Beginning with the line that holds "flower petal and record integer pixel coordinates.", set down each line of the data below through the very last, exactly as given, and nothing beyond that.
┌─ Data supplied
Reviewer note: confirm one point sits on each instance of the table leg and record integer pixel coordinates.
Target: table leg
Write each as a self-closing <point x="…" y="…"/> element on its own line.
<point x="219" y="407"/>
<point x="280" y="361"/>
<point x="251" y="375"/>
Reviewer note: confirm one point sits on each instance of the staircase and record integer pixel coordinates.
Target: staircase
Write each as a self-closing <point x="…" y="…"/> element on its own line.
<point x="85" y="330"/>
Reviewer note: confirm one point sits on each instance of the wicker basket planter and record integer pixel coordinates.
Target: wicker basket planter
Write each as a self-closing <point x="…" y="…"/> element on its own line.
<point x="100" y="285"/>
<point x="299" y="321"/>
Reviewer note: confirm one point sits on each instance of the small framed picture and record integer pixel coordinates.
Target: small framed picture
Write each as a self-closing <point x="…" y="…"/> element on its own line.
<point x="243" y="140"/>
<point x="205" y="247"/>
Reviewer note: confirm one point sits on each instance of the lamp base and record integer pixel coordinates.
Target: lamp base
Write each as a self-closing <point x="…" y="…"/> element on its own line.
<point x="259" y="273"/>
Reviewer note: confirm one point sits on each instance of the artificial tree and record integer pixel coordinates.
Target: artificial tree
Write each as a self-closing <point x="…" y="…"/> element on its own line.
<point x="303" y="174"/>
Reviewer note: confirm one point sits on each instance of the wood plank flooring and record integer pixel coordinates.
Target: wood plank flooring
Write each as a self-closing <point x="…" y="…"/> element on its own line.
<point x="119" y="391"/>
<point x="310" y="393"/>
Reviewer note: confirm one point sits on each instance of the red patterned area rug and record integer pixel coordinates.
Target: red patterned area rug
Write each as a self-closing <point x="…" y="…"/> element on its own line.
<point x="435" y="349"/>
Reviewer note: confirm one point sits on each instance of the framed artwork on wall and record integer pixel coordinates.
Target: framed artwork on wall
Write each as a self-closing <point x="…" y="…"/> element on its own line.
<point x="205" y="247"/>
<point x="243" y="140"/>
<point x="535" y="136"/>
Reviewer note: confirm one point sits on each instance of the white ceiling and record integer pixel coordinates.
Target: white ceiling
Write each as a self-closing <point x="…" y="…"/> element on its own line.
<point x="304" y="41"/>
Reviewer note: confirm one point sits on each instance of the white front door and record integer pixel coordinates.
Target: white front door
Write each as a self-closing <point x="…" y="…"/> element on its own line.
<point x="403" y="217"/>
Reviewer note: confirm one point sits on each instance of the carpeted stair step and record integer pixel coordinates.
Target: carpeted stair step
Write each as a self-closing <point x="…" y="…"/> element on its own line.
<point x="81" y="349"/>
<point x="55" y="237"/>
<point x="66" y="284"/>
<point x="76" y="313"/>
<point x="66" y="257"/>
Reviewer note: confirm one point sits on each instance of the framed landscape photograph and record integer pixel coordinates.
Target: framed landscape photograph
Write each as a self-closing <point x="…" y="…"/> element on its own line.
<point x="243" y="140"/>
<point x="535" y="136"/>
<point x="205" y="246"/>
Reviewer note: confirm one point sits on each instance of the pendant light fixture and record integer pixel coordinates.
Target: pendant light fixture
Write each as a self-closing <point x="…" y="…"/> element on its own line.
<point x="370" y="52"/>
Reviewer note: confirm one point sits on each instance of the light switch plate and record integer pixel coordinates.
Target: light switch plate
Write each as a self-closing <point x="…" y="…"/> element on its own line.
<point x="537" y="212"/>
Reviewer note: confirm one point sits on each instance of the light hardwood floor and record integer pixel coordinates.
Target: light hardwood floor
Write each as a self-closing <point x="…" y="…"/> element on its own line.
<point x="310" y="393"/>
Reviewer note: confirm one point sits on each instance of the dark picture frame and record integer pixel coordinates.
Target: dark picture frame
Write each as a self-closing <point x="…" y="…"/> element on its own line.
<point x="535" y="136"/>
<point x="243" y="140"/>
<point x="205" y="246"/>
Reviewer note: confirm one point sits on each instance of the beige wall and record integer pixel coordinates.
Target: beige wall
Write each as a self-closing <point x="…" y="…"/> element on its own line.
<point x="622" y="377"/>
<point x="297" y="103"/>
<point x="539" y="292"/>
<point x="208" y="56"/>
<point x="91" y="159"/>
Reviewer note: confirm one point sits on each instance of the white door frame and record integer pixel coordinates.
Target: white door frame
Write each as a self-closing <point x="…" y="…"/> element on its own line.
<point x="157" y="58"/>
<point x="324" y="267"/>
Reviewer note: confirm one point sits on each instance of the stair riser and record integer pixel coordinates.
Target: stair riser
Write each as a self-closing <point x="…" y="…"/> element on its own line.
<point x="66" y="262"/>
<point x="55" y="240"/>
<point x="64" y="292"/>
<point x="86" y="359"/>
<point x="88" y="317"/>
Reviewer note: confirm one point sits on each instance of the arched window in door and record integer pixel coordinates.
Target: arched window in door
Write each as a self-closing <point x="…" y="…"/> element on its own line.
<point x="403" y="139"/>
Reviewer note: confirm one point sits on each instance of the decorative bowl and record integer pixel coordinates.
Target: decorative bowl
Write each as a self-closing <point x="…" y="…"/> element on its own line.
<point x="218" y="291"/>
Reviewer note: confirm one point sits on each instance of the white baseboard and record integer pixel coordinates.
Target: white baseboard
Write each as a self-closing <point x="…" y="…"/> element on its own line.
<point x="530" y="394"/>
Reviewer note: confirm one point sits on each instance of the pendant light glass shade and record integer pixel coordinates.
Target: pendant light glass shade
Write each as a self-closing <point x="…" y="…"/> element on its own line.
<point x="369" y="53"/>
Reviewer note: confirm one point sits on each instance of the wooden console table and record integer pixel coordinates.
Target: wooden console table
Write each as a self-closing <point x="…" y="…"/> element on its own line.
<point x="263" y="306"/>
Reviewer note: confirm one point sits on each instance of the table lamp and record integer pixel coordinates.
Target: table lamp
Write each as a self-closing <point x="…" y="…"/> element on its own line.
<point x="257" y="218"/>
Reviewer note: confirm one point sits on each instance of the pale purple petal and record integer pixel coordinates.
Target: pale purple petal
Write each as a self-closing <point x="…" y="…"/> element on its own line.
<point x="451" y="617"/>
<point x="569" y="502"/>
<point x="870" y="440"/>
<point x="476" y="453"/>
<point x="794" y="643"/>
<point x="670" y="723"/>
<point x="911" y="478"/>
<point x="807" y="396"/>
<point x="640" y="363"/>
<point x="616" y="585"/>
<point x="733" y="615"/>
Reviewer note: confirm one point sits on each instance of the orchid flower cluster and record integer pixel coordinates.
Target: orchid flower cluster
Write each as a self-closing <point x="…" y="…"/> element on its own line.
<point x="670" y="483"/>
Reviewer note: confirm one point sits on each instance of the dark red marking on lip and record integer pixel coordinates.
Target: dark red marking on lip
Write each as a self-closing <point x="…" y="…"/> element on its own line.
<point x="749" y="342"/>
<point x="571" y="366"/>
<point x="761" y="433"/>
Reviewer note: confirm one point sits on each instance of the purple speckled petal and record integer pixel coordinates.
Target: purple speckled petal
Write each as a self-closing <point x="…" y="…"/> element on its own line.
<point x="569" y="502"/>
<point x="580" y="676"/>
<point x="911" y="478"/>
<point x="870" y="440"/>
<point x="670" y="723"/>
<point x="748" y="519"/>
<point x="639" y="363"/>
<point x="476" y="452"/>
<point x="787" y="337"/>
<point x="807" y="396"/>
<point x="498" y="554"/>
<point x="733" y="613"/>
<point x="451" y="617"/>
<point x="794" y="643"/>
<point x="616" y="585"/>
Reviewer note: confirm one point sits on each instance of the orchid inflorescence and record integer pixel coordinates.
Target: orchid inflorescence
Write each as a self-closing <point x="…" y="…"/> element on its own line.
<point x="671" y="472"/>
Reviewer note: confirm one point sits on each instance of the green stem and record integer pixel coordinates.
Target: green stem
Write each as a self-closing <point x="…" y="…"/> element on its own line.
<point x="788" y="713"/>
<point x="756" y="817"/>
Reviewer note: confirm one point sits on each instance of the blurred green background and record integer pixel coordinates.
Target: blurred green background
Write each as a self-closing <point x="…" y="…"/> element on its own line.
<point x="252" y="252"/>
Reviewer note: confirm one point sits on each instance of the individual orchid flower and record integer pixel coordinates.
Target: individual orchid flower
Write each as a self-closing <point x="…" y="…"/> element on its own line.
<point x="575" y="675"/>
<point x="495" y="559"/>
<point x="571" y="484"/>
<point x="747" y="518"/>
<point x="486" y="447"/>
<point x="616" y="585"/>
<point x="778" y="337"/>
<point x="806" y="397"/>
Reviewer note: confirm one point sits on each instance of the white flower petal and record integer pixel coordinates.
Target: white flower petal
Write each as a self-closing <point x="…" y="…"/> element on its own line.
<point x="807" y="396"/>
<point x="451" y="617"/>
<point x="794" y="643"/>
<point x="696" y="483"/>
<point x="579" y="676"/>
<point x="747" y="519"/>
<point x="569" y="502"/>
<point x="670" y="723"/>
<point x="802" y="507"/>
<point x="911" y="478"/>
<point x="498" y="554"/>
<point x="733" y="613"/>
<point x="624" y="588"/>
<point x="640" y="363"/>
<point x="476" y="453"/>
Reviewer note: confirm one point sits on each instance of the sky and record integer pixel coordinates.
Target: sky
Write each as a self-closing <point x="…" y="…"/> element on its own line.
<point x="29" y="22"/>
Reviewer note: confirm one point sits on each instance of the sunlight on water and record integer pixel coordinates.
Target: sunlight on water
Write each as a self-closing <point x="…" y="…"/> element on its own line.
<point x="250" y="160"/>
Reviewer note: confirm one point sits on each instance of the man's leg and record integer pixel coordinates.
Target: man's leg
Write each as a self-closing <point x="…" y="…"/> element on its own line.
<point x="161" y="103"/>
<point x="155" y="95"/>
└─
[Answer in full]:
Reviewer note: confirm one point sits on each instance of the white flower petal and record integer pixel coordinates.
Target: white flower petal
Write each as a self-closing <point x="…" y="…"/> element on its own line.
<point x="807" y="396"/>
<point x="451" y="617"/>
<point x="794" y="643"/>
<point x="696" y="483"/>
<point x="579" y="676"/>
<point x="747" y="519"/>
<point x="569" y="502"/>
<point x="670" y="723"/>
<point x="802" y="507"/>
<point x="911" y="478"/>
<point x="498" y="554"/>
<point x="733" y="613"/>
<point x="624" y="588"/>
<point x="640" y="363"/>
<point x="476" y="453"/>
Reviewer note: confirm one point sits on each instance of the sky and record integer pixel coordinates.
Target: sky
Write each as a self-closing <point x="…" y="…"/> element on its own line.
<point x="29" y="22"/>
Reviewer note: confirm one point sits on each instance of the sunlight on water and record integer pixel coordinates.
Target: sunlight on water
Write each as a self-closing <point x="…" y="…"/> element on its own line.
<point x="250" y="160"/>
Reviewer note: confirm one point sits on each instance of the man's leg and record integer pixel coordinates.
Target: man's leg
Write each as a self-closing <point x="…" y="…"/> element on its own line.
<point x="161" y="103"/>
<point x="155" y="95"/>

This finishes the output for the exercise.